(Saved entries)
________________________________________

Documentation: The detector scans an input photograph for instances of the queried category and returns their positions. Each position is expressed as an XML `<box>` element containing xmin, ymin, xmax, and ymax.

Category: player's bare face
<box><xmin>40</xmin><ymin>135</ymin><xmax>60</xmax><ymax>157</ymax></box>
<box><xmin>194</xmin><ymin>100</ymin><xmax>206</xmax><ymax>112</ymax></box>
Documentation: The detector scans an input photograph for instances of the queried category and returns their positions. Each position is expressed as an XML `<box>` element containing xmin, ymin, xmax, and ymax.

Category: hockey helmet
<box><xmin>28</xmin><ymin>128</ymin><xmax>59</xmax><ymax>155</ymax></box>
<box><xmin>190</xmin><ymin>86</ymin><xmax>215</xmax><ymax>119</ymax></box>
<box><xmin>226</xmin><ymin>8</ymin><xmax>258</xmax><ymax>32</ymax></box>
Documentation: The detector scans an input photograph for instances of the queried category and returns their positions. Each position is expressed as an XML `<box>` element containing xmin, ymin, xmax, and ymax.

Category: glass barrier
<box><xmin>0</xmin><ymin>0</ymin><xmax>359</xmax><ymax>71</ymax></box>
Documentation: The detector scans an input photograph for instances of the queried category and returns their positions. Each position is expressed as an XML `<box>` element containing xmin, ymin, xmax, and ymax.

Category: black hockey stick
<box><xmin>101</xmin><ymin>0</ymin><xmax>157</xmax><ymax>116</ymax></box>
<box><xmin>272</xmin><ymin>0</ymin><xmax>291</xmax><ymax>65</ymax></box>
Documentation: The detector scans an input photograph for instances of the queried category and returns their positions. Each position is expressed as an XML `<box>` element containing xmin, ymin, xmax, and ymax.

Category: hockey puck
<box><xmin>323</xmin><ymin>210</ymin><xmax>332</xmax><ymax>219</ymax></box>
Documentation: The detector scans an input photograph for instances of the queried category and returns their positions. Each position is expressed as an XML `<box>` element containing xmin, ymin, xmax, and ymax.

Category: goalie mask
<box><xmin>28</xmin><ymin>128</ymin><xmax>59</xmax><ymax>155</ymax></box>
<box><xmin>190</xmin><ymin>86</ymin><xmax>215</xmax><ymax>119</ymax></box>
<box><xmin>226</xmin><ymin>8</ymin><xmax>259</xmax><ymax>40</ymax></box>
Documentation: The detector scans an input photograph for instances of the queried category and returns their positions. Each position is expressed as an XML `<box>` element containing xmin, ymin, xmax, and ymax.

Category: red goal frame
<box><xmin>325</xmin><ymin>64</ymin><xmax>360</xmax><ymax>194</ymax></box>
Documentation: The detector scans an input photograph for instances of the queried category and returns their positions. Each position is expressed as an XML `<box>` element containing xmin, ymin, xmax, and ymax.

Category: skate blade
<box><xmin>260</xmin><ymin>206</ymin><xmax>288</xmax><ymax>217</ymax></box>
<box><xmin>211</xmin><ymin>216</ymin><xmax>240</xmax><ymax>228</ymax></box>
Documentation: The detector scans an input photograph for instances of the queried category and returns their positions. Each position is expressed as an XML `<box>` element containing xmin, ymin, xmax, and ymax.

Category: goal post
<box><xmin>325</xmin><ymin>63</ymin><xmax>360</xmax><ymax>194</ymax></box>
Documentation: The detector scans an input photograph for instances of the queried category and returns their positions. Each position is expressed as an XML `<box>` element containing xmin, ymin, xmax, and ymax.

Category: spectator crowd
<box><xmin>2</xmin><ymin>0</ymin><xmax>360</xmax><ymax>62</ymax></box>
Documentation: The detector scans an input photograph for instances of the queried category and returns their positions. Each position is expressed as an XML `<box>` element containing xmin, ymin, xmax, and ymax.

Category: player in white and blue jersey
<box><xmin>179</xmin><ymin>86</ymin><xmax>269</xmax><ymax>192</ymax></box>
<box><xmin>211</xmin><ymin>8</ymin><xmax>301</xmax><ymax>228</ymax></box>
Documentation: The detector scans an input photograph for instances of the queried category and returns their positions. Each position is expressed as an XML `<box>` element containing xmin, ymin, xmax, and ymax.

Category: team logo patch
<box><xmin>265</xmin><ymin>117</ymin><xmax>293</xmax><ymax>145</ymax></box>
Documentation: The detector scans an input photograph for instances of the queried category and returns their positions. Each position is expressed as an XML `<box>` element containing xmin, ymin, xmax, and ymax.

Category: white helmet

________________________________________

## What you need to do
In the entries above, copy the lines from the one that contains "Category: player in white and blue jersey" through the last line, exactly as they appear.

## Response to this exercise
Category: player in white and blue jersey
<box><xmin>179</xmin><ymin>86</ymin><xmax>269</xmax><ymax>192</ymax></box>
<box><xmin>211</xmin><ymin>8</ymin><xmax>301</xmax><ymax>228</ymax></box>
Documentation: The detector scans an input photograph for instances of the queried category and returns their positions. Each position is expressed as an XML `<box>` element containing xmin, ymin, xmax, and ymax.

Category: team logo patch
<box><xmin>265</xmin><ymin>117</ymin><xmax>293</xmax><ymax>145</ymax></box>
Documentation: The detector scans an input photograph for instances of the queried category and returns their positions. Each position is expressed as an XML `<box>` element containing xmin, ymin, xmax, and ymax.

Category: white helmet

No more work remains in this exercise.